▶ **What you need to do**: Write each line word for word, from the line that contains "Objective — a point for each instance of the young" through the last line of the material below.

▶ **Records from a point labeling set**:
--- Start ---

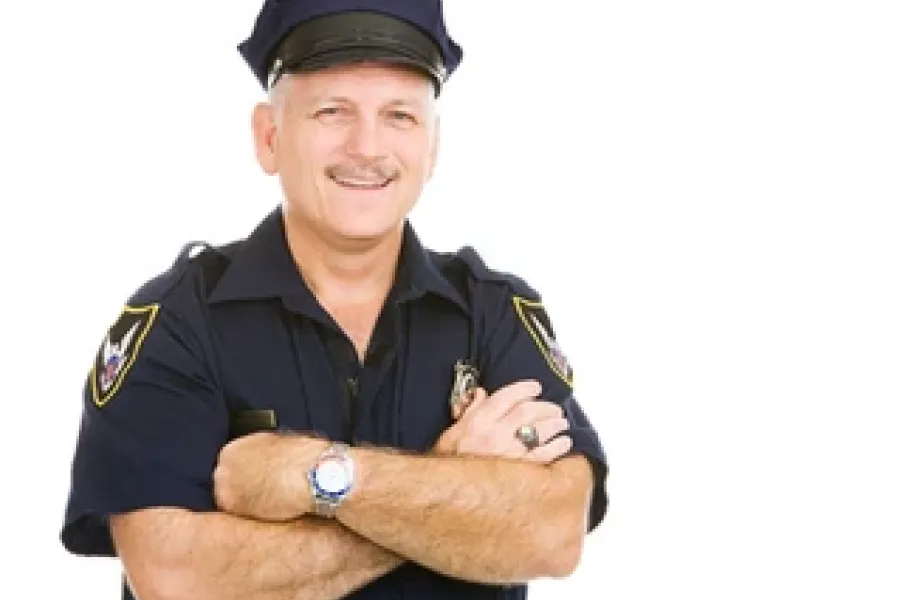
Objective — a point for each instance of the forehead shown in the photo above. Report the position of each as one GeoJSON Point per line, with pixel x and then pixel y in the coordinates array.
{"type": "Point", "coordinates": [363, 81]}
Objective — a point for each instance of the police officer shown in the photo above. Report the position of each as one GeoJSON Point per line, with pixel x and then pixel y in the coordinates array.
{"type": "Point", "coordinates": [326, 408]}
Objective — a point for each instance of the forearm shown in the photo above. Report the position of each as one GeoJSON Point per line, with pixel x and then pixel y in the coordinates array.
{"type": "Point", "coordinates": [217, 556]}
{"type": "Point", "coordinates": [489, 520]}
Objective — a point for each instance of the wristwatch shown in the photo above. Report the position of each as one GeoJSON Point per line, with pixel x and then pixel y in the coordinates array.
{"type": "Point", "coordinates": [331, 479]}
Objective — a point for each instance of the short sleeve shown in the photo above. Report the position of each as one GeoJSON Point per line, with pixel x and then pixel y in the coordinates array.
{"type": "Point", "coordinates": [152, 424]}
{"type": "Point", "coordinates": [521, 344]}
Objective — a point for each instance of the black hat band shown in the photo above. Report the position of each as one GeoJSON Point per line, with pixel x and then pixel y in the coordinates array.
{"type": "Point", "coordinates": [343, 37]}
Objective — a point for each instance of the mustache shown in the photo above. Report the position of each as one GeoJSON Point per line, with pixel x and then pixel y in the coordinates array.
{"type": "Point", "coordinates": [374, 170]}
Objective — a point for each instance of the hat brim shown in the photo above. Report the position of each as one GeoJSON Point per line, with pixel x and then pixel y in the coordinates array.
{"type": "Point", "coordinates": [357, 53]}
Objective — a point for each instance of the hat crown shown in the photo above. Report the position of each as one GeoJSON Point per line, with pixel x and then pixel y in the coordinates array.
{"type": "Point", "coordinates": [277, 18]}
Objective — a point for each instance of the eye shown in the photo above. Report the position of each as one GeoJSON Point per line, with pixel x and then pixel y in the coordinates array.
{"type": "Point", "coordinates": [402, 117]}
{"type": "Point", "coordinates": [329, 111]}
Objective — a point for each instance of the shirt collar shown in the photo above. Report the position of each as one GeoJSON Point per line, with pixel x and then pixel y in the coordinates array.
{"type": "Point", "coordinates": [263, 268]}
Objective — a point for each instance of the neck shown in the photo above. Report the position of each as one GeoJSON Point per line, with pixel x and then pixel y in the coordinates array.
{"type": "Point", "coordinates": [341, 273]}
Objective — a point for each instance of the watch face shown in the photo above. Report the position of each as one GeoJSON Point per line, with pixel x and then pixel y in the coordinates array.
{"type": "Point", "coordinates": [332, 477]}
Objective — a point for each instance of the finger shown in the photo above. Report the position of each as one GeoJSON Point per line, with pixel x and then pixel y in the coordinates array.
{"type": "Point", "coordinates": [475, 397]}
{"type": "Point", "coordinates": [551, 451]}
{"type": "Point", "coordinates": [500, 402]}
{"type": "Point", "coordinates": [550, 428]}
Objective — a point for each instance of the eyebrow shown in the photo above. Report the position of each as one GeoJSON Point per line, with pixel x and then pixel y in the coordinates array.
{"type": "Point", "coordinates": [345, 100]}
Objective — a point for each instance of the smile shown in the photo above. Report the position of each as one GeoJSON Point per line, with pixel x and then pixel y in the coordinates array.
{"type": "Point", "coordinates": [361, 184]}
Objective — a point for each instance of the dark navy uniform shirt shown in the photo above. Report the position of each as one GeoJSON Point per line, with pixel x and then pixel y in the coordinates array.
{"type": "Point", "coordinates": [230, 337]}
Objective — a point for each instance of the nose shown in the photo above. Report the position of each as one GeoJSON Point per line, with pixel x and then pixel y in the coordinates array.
{"type": "Point", "coordinates": [366, 139]}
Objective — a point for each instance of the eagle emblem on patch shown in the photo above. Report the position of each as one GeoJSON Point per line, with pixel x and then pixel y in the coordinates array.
{"type": "Point", "coordinates": [536, 321]}
{"type": "Point", "coordinates": [119, 350]}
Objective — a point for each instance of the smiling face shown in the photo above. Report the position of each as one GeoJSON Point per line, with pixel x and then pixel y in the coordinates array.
{"type": "Point", "coordinates": [352, 145]}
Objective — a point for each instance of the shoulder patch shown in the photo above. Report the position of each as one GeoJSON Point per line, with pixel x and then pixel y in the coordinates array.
{"type": "Point", "coordinates": [537, 323]}
{"type": "Point", "coordinates": [119, 350]}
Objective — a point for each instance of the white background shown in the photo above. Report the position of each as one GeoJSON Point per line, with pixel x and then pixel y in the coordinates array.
{"type": "Point", "coordinates": [705, 193]}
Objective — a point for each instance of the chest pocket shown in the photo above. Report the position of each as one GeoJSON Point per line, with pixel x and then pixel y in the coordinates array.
{"type": "Point", "coordinates": [437, 336]}
{"type": "Point", "coordinates": [259, 370]}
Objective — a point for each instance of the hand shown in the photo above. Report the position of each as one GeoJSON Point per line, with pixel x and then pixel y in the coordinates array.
{"type": "Point", "coordinates": [488, 425]}
{"type": "Point", "coordinates": [263, 476]}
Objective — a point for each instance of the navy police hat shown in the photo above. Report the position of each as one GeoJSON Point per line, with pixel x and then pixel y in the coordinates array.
{"type": "Point", "coordinates": [302, 35]}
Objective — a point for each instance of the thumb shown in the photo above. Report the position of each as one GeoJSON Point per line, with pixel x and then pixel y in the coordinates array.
{"type": "Point", "coordinates": [476, 398]}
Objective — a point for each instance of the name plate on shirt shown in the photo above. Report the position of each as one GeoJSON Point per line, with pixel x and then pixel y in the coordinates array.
{"type": "Point", "coordinates": [245, 422]}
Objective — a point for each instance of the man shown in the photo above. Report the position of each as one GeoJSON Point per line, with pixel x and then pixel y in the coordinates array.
{"type": "Point", "coordinates": [327, 409]}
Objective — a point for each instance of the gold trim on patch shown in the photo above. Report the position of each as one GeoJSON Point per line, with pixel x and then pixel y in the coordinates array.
{"type": "Point", "coordinates": [103, 400]}
{"type": "Point", "coordinates": [522, 305]}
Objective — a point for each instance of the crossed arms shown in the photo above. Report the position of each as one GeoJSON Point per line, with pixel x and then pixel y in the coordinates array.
{"type": "Point", "coordinates": [478, 507]}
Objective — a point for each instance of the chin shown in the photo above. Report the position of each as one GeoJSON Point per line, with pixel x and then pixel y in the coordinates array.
{"type": "Point", "coordinates": [366, 227]}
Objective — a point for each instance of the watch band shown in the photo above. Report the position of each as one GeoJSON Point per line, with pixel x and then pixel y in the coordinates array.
{"type": "Point", "coordinates": [327, 505]}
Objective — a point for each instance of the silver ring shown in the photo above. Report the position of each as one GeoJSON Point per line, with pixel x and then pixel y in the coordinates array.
{"type": "Point", "coordinates": [527, 434]}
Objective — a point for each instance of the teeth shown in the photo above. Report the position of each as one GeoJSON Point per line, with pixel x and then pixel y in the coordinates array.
{"type": "Point", "coordinates": [352, 182]}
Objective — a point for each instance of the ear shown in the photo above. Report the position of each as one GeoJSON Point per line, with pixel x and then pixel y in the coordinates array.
{"type": "Point", "coordinates": [264, 136]}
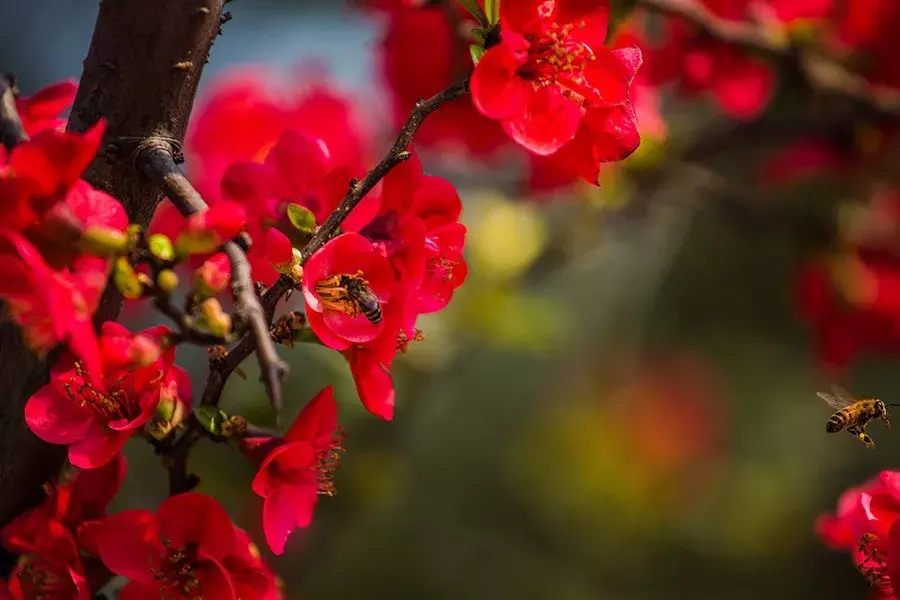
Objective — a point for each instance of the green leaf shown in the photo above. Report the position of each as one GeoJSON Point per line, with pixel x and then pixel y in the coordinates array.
{"type": "Point", "coordinates": [301, 218]}
{"type": "Point", "coordinates": [476, 52]}
{"type": "Point", "coordinates": [474, 9]}
{"type": "Point", "coordinates": [492, 8]}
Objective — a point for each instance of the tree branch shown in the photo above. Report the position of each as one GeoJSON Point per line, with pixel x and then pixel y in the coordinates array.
{"type": "Point", "coordinates": [821, 73]}
{"type": "Point", "coordinates": [398, 153]}
{"type": "Point", "coordinates": [11, 130]}
{"type": "Point", "coordinates": [180, 480]}
{"type": "Point", "coordinates": [140, 74]}
{"type": "Point", "coordinates": [156, 161]}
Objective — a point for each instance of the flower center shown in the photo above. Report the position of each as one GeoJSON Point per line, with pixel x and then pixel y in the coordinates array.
{"type": "Point", "coordinates": [42, 580]}
{"type": "Point", "coordinates": [403, 340]}
{"type": "Point", "coordinates": [327, 463]}
{"type": "Point", "coordinates": [349, 294]}
{"type": "Point", "coordinates": [555, 58]}
{"type": "Point", "coordinates": [176, 574]}
{"type": "Point", "coordinates": [873, 563]}
{"type": "Point", "coordinates": [109, 406]}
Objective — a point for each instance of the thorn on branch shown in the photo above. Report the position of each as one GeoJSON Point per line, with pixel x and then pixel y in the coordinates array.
{"type": "Point", "coordinates": [11, 130]}
{"type": "Point", "coordinates": [157, 163]}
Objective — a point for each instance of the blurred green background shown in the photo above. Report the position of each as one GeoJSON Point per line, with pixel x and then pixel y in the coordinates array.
{"type": "Point", "coordinates": [619, 403]}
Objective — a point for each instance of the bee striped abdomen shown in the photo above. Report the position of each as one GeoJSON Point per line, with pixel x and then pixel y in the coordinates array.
{"type": "Point", "coordinates": [838, 421]}
{"type": "Point", "coordinates": [373, 314]}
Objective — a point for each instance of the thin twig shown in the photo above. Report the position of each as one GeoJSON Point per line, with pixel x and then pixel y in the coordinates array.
{"type": "Point", "coordinates": [156, 161]}
{"type": "Point", "coordinates": [398, 153]}
{"type": "Point", "coordinates": [821, 73]}
{"type": "Point", "coordinates": [221, 369]}
{"type": "Point", "coordinates": [11, 130]}
{"type": "Point", "coordinates": [187, 332]}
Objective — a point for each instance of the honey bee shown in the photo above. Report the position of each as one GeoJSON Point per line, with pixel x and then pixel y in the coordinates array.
{"type": "Point", "coordinates": [283, 329]}
{"type": "Point", "coordinates": [217, 355]}
{"type": "Point", "coordinates": [350, 294]}
{"type": "Point", "coordinates": [854, 415]}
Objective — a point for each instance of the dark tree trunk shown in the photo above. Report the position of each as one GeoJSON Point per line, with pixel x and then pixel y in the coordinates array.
{"type": "Point", "coordinates": [141, 75]}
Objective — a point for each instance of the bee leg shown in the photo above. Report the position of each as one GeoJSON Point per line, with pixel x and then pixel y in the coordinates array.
{"type": "Point", "coordinates": [860, 434]}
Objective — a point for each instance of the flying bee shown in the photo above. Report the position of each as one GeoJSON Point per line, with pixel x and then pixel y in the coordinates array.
{"type": "Point", "coordinates": [854, 415]}
{"type": "Point", "coordinates": [283, 329]}
{"type": "Point", "coordinates": [350, 294]}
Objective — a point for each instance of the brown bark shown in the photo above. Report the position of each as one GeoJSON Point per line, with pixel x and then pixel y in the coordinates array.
{"type": "Point", "coordinates": [141, 75]}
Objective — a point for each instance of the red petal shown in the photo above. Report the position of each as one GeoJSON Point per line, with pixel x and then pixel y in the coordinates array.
{"type": "Point", "coordinates": [194, 518]}
{"type": "Point", "coordinates": [285, 511]}
{"type": "Point", "coordinates": [742, 84]}
{"type": "Point", "coordinates": [279, 250]}
{"type": "Point", "coordinates": [99, 446]}
{"type": "Point", "coordinates": [215, 581]}
{"type": "Point", "coordinates": [55, 418]}
{"type": "Point", "coordinates": [54, 160]}
{"type": "Point", "coordinates": [591, 18]}
{"type": "Point", "coordinates": [129, 544]}
{"type": "Point", "coordinates": [357, 329]}
{"type": "Point", "coordinates": [373, 383]}
{"type": "Point", "coordinates": [497, 92]}
{"type": "Point", "coordinates": [548, 122]}
{"type": "Point", "coordinates": [522, 16]}
{"type": "Point", "coordinates": [298, 159]}
{"type": "Point", "coordinates": [317, 422]}
{"type": "Point", "coordinates": [135, 590]}
{"type": "Point", "coordinates": [324, 333]}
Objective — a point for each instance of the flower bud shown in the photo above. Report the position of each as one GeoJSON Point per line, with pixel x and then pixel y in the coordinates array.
{"type": "Point", "coordinates": [167, 280]}
{"type": "Point", "coordinates": [170, 412]}
{"type": "Point", "coordinates": [103, 241]}
{"type": "Point", "coordinates": [209, 229]}
{"type": "Point", "coordinates": [161, 247]}
{"type": "Point", "coordinates": [143, 350]}
{"type": "Point", "coordinates": [213, 318]}
{"type": "Point", "coordinates": [126, 280]}
{"type": "Point", "coordinates": [279, 251]}
{"type": "Point", "coordinates": [211, 418]}
{"type": "Point", "coordinates": [212, 277]}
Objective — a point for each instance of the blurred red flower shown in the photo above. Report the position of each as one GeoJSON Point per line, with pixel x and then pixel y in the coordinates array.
{"type": "Point", "coordinates": [298, 468]}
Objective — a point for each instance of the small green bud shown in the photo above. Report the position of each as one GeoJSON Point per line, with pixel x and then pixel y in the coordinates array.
{"type": "Point", "coordinates": [161, 247]}
{"type": "Point", "coordinates": [126, 280]}
{"type": "Point", "coordinates": [213, 318]}
{"type": "Point", "coordinates": [167, 280]}
{"type": "Point", "coordinates": [103, 241]}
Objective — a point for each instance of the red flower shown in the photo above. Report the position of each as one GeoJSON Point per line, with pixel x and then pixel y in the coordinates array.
{"type": "Point", "coordinates": [41, 111]}
{"type": "Point", "coordinates": [345, 285]}
{"type": "Point", "coordinates": [177, 552]}
{"type": "Point", "coordinates": [251, 576]}
{"type": "Point", "coordinates": [297, 169]}
{"type": "Point", "coordinates": [550, 71]}
{"type": "Point", "coordinates": [96, 418]}
{"type": "Point", "coordinates": [53, 571]}
{"type": "Point", "coordinates": [741, 84]}
{"type": "Point", "coordinates": [373, 381]}
{"type": "Point", "coordinates": [853, 305]}
{"type": "Point", "coordinates": [51, 306]}
{"type": "Point", "coordinates": [244, 114]}
{"type": "Point", "coordinates": [205, 231]}
{"type": "Point", "coordinates": [41, 171]}
{"type": "Point", "coordinates": [421, 55]}
{"type": "Point", "coordinates": [213, 276]}
{"type": "Point", "coordinates": [80, 500]}
{"type": "Point", "coordinates": [298, 469]}
{"type": "Point", "coordinates": [866, 524]}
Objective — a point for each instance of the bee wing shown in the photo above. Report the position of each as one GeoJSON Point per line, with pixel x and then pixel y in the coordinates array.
{"type": "Point", "coordinates": [839, 399]}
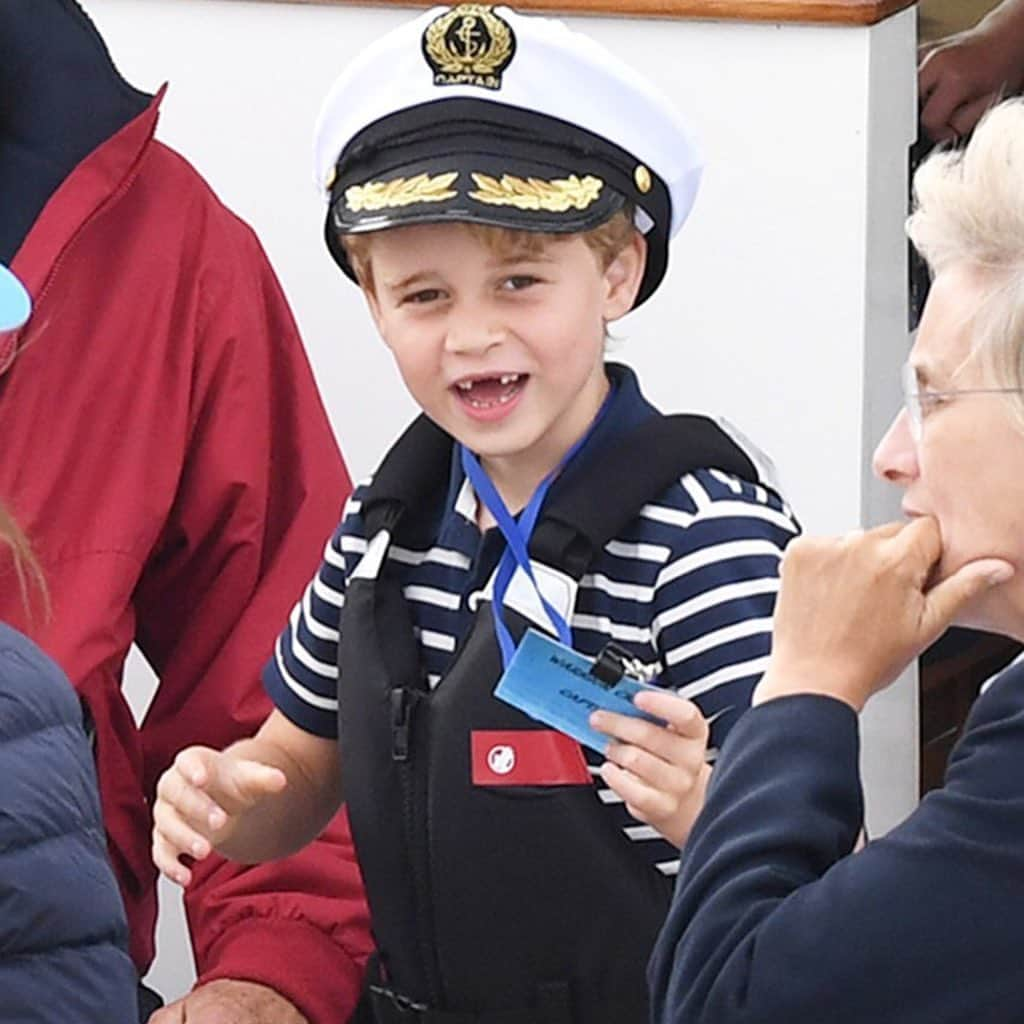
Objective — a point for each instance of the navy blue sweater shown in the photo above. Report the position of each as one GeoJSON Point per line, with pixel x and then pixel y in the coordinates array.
{"type": "Point", "coordinates": [774, 921]}
{"type": "Point", "coordinates": [62, 934]}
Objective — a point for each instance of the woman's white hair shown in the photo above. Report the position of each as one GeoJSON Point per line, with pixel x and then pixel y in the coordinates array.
{"type": "Point", "coordinates": [969, 210]}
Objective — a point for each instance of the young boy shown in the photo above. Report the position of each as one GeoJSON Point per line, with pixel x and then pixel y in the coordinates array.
{"type": "Point", "coordinates": [502, 189]}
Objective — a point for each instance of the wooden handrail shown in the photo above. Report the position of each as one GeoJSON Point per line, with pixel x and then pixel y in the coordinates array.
{"type": "Point", "coordinates": [806, 11]}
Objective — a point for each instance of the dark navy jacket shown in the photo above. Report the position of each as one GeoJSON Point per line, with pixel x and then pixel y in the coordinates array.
{"type": "Point", "coordinates": [773, 922]}
{"type": "Point", "coordinates": [62, 934]}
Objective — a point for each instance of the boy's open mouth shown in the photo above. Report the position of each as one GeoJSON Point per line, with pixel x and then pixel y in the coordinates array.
{"type": "Point", "coordinates": [486, 392]}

--- End ---

▶ **Problem solution**:
Objective — a point for each instance of the young boy shown in the photo above. Report the position of each as one GeoJSON Point per line, with pixel x and then pixel y in the coordinates array.
{"type": "Point", "coordinates": [502, 189]}
Objective — a point for each instance of the wooden handrail shown in the photo above. Report the position of each as one GeoJSON Point per line, with pixel x and then pixel y in the coordinates array.
{"type": "Point", "coordinates": [806, 11]}
Objective — a point for each instance of the dark navy jacket shown in the photo above. Report the position of each as one GeoJSON Point per line, with pixel x and then pixel y in the coordinates array.
{"type": "Point", "coordinates": [773, 922]}
{"type": "Point", "coordinates": [62, 934]}
Objective — a point for each instance of the boy's open mouth shown in the photo above. Report the position of each as one GeoJSON Point per line, with pixel x and then pixel y in the coordinates array.
{"type": "Point", "coordinates": [486, 392]}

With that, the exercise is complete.